Given data:
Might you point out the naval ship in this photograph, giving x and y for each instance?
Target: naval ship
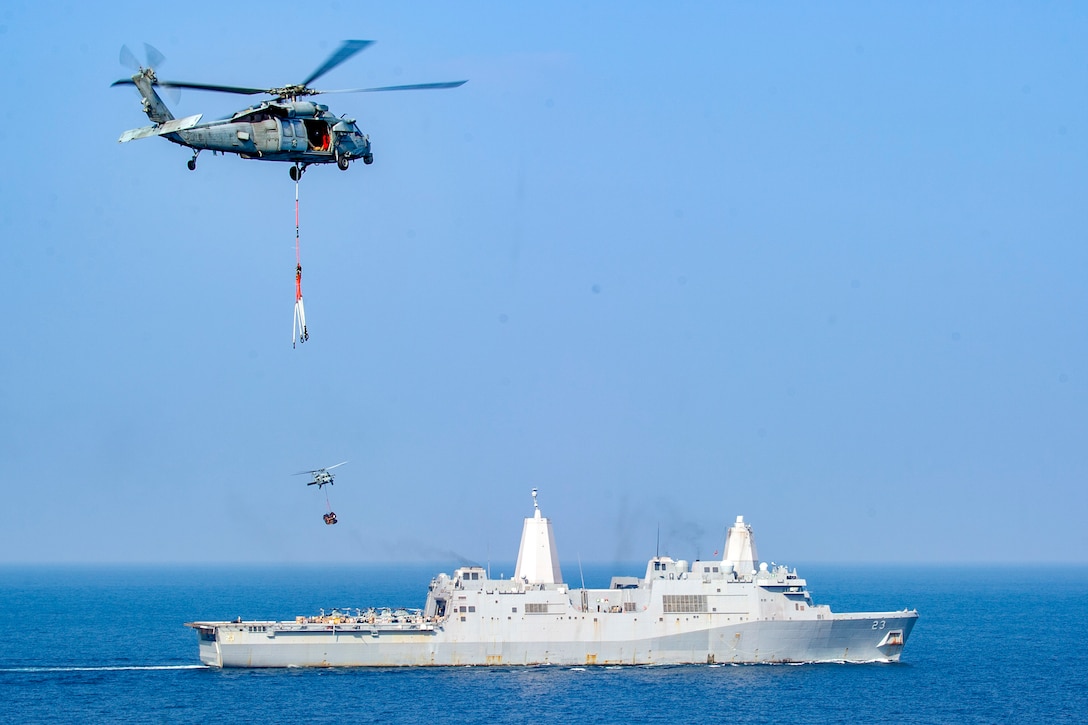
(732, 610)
---
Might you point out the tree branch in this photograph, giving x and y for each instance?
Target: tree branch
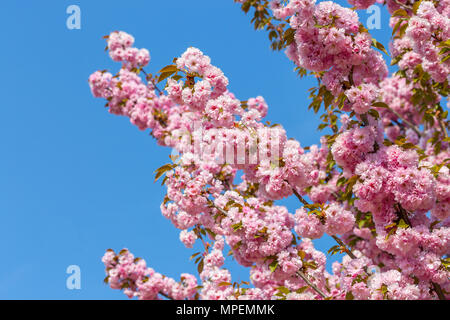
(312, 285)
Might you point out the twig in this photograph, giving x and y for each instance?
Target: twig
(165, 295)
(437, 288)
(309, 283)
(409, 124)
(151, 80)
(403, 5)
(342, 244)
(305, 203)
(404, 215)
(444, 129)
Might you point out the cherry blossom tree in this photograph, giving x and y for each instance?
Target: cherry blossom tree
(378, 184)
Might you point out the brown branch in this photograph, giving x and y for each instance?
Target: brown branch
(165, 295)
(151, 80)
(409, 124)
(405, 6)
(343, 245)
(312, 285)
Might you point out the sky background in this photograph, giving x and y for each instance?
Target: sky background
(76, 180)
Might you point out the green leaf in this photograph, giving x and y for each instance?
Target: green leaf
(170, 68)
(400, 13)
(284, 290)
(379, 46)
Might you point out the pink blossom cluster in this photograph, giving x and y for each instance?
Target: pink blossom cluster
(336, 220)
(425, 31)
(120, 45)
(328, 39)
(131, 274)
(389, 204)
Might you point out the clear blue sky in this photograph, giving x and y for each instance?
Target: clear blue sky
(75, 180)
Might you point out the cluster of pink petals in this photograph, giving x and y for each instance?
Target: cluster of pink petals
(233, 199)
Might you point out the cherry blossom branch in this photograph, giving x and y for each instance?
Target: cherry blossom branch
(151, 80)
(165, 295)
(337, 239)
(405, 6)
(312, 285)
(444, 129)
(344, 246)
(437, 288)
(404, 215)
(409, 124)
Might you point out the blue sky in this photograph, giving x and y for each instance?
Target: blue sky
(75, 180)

Objective:
Gather every line of the data above that contains the string "twig". The match is case-sensitive.

Final result:
Might you point out the twig in this photograph, giving x and y for each instance?
Target: twig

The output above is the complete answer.